__Text block__:
━━━━

C.  THE LIMITED WARRANTY SET FORTH HEREIN IS IN LIEU OF, AND SELLER SPECIFICALLY DISCLAIMS, ANY AND ALL OTHER WARRANTIES AND CONDITIONS, WHETHER EXPRESS, IMPLIED OR STATUTORY, INCLUDING, BUT NOT LIMITED TO, ANY IMPLIED WARRANTIES OR CONDITIONS OF MERCHANTABILITY, FITNESS FOR A PARTICULAR PURPOSE OR NON-INFRINGEMENT, AND ANY WARRANTIES ARISING OUT OF COURSE OF DEALING OR USAGE OF TRADE.  NO ADVICE OR INFORMATION, WHETHER ORAL OR WRITTEN, OBTAINED FROM SELLER OR ELSEWHERE, WILL CREATE ANY WARRANTY NOT EXPRESSLY STATED IN THESE TERMS AND CONDITIONS. SOME JURISDICTIONS DO NOT ALLOW LIMITATIONS ON HOW LONG AN IMPLIED WARRANTY LASTS, SO THE ABOVE LIMITATION MAY NOT APPLY TO YOU.  THIS WARRANTY GIVES YOU SPECIFIC LEGAL RIGHTS, AND YOU MAY ALSO HAVE OTHER RIGHTS WHICH VARY BY JURISDICTION.

━━━━

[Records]
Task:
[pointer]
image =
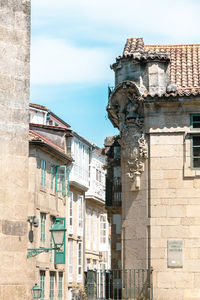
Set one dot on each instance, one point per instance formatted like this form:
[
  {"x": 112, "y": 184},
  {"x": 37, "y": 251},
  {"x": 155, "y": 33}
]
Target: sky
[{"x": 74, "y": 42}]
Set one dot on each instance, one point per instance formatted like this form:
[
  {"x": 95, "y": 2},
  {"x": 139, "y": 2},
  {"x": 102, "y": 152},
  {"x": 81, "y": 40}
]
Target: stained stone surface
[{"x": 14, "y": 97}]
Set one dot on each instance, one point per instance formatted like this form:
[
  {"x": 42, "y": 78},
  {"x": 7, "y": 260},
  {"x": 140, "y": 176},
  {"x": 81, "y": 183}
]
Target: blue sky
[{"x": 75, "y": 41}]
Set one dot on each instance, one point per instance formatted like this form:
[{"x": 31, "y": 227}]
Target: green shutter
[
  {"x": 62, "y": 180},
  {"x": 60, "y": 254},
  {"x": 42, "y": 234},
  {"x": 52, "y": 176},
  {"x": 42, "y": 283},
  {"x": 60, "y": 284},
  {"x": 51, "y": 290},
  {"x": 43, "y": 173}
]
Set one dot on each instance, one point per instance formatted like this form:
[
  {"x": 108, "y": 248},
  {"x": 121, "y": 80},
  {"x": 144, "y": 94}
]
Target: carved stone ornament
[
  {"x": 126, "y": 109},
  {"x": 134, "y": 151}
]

━━━━

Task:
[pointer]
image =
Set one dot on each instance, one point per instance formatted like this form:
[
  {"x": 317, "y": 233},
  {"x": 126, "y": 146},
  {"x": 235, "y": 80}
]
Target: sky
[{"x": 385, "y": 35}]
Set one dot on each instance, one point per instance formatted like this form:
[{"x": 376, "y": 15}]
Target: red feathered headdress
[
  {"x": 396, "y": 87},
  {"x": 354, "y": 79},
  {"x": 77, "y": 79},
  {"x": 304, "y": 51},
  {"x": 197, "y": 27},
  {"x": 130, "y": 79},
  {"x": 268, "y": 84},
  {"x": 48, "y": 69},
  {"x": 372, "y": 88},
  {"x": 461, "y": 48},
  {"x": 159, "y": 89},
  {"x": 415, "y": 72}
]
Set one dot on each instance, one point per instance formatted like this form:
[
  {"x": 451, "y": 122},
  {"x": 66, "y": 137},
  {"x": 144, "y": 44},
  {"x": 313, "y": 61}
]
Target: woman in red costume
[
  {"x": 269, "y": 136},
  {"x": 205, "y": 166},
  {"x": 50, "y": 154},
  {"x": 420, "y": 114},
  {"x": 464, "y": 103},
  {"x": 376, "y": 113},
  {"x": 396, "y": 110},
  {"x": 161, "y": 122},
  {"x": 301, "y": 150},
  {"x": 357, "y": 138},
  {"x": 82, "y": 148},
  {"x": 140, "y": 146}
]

━━━━

__Problem set__:
- a) In the warranty disclaimer, rewrite the paragraph beginning "THE LIMITED WARRANTY SET FORTH HEREIN" as a short list of its main points.
- b) Based on the warranty disclaimer, answer yes or no to each statement and quote the words that decide it: (i) Oral advice from the seller can create a warranty not stated in the terms and conditions. (ii) The seller disclaims implied warranties of fitness for a particular purpose. (iii) In some jurisdictions, the limitation on how long an implied warranty lasts may not apply.

__Answers for this exercise__:
- a)
- The limited warranty replaces all other warranties and conditions, and the seller disclaims them, whether express, implied or statutory.
- This includes implied warranties or conditions of merchantability, fitness for a particular purpose or non-infringement, and warranties arising from course of dealing or usage of trade.
- No oral or written advice or information, from the seller or elsewhere, creates a warranty not expressly stated in the terms and conditions.
- Some jurisdictions do not allow limits on how long an implied warranty lasts, so that limitation may not apply.
- The warranty gives specific legal rights, and other rights may vary by jurisdiction.

- b)
(i) No: "NO ADVICE OR INFORMATION, WHETHER ORAL OR WRITTEN, OBTAINED FROM SELLER OR ELSEWHERE, WILL CREATE ANY WARRANTY NOT EXPRESSLY STATED IN THESE TERMS AND CONDITIONS."
(ii) Yes: "SELLER SPECIFICALLY DISCLAIMS, ANY AND ALL OTHER WARRANTIES AND CONDITIONS, WHETHER EXPRESS, IMPLIED OR STATUTORY, INCLUDING, BUT NOT LIMITED TO, ANY IMPLIED WARRANTIES OR CONDITIONS OF MERCHANTABILITY, FITNESS FOR A PARTICULAR PURPOSE"
(iii) Yes: "SOME JURISDICTIONS DO NOT ALLOW LIMITATIONS ON HOW LONG AN IMPLIED WARRANTY LASTS, SO THE ABOVE LIMITATION MAY NOT APPLY TO YOU."